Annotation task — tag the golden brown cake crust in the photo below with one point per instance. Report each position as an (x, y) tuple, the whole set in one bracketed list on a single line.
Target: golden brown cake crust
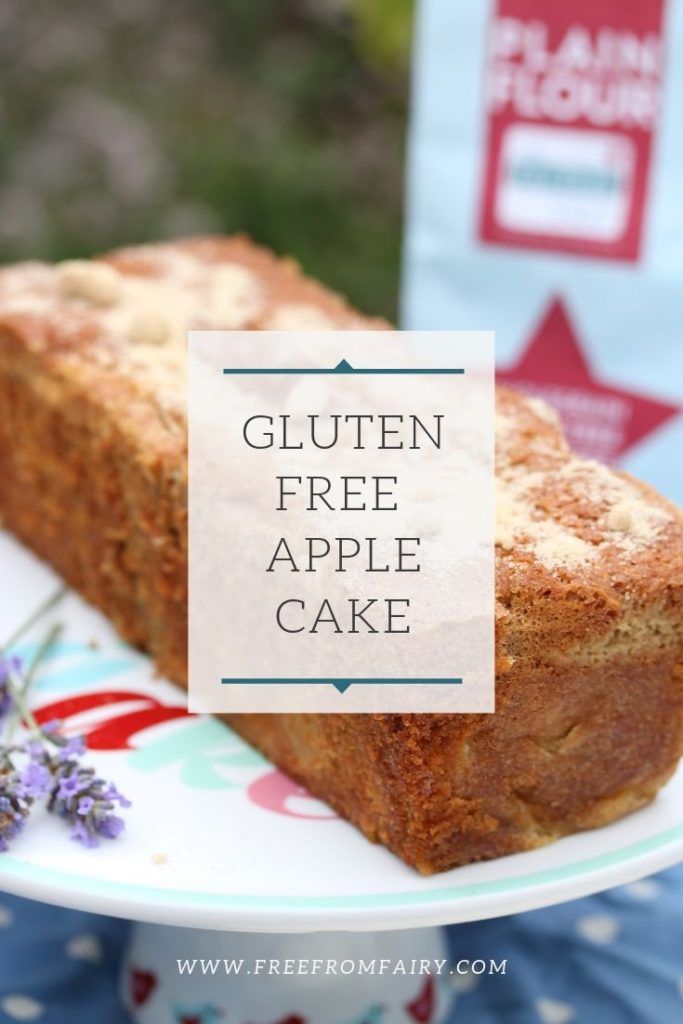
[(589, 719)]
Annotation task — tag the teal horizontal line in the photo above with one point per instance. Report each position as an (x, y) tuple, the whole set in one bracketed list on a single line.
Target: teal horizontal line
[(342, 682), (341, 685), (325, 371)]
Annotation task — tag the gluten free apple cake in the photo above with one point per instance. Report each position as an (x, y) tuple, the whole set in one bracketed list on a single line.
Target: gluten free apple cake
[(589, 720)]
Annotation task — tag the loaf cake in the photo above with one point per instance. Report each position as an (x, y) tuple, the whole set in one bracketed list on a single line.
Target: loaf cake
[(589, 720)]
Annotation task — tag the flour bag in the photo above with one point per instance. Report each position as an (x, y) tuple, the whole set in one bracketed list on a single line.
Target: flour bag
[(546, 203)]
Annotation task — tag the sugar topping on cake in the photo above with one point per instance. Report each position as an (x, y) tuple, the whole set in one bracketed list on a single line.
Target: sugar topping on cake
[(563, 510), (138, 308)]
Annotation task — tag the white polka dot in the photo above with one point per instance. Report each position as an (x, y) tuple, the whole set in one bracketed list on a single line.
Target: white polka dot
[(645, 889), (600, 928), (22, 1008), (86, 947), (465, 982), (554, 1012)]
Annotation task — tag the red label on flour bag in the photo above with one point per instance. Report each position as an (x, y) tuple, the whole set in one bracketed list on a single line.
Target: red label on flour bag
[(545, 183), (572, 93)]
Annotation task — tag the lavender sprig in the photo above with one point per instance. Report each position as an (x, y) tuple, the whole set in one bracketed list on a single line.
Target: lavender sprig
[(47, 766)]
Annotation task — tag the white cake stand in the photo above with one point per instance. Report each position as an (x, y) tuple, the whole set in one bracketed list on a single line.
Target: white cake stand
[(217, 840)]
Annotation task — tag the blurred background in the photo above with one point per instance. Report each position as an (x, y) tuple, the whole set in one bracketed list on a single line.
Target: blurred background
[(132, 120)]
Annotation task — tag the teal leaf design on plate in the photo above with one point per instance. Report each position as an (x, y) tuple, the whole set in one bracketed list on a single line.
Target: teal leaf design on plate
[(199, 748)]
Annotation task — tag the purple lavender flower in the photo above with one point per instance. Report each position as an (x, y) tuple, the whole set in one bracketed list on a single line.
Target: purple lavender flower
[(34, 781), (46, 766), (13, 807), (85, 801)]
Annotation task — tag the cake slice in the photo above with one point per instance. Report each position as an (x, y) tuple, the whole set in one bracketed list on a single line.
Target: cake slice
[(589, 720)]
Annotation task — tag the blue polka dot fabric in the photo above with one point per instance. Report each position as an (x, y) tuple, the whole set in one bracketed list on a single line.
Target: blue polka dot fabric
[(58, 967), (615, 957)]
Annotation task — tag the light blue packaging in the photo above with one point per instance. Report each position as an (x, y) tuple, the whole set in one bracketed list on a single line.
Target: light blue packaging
——
Requirement
Write out the records above exactly as they appear, leaving out any pictures.

Answer for this exercise
Annotation task — tag the golden brown cake crust in the photo below with one point per instance. Report each position as an (x, y) tuple, the whole set in one bracketed list on a single line.
Target: golden brown cake crust
[(589, 719)]
Annotation task — tag the teal horizontal line in the photo above with one point per instance. Report each position as an (x, y) tuple, the whole set in one bracketed list on a single line.
Target: teal horizontal line
[(342, 682), (341, 685), (325, 371)]
Annotation task — tag the gluten free apple cake in the photo above with one point per instance. Report each position as an (x, y) tuple, the whole set in one bracketed list on a single line.
Target: gluten free apple cake
[(589, 720)]
Annotation task — tag the loaf cake in the photo above with one point per instance. Report each position as an (x, y) tuple, the whole set in one bracketed list on a single line.
Target: loaf cake
[(589, 720)]
Annotation task — tag the flour bag in the photo above with one point per instance. Report each position as an (x, y) tuple, the whole set in one bracketed list on a single line.
Target: flour bag
[(546, 203)]
Annotation task — tag the sugar topping on cake in the photo above with one point per instance. Report each position as an (x, y) tuple, the whole set in one bracketed list on a single line.
Target: sugar topping on cake
[(563, 510), (138, 308)]
Annotation task — tag the white polka dot in the photo above with one point per instance. Report each position as an (x, y) tuple, the whole set in one bracketed list on a single line.
Target: white polka dot
[(645, 889), (600, 928), (22, 1008), (86, 947), (465, 982), (554, 1012)]
Annotation task — tag the red label on flour bag in the photo above with one point per instance. Report each position as an (x, y) tuple, the whole set in one bracketed list on a single line.
Target: red label on flour bag
[(545, 183), (572, 93)]
Annotation task — tag the lavender sprig in the photo above with one point per instance. Report each position as an (x, y) tuple, the whole set in one bracketed list on a single line.
Target: lavender sprig
[(47, 766)]
Annotation task — tag the white cake stand in the photo above with one point per instance. Report each position as an (x, y) tuple, the whole set in one bracketed list on a single line.
Target: white cake stand
[(217, 840)]
Annotation task — tag the blurred background in the photo above with one point per instance. Report each position as an (x, y) tuple, the whole set in one bracketed list on a single line.
Target: blurred background
[(132, 120)]
Annotation task — tag the teal leaf design on plate in the photo above with one point per instance. Report each position as an (x, y) tuple, the whole set in one bracketed list on a single line.
Target: teal leaf design on plate
[(199, 748)]
Annotation task — tag the purple lavender flower in the photo above with one point per instance. Report each position as an (x, y) tuple, the whole set in one bracketed list on a single line.
Target: purple lavender flower
[(34, 781), (46, 766), (13, 807), (85, 801)]
Annotation task — tag the cake slice in the photo above with one point per instance. Report each position as an (x, y) tuple, the whole set in one bracketed list on a single line.
Target: cake slice
[(589, 720)]
Annotation task — tag the blue polka dot fabric in the photo above with one point per instance. Report each position as an (x, y) tuple, the whole set in one bracketed list on a single line.
Target: blue polka dot fabric
[(58, 967), (615, 957)]
Annotation task — tag the light blue packaging in the photo above with one point per instance. Report each position as an (x, y) tuple, the whole set in one bracketed list on a single line.
Target: light blue packaging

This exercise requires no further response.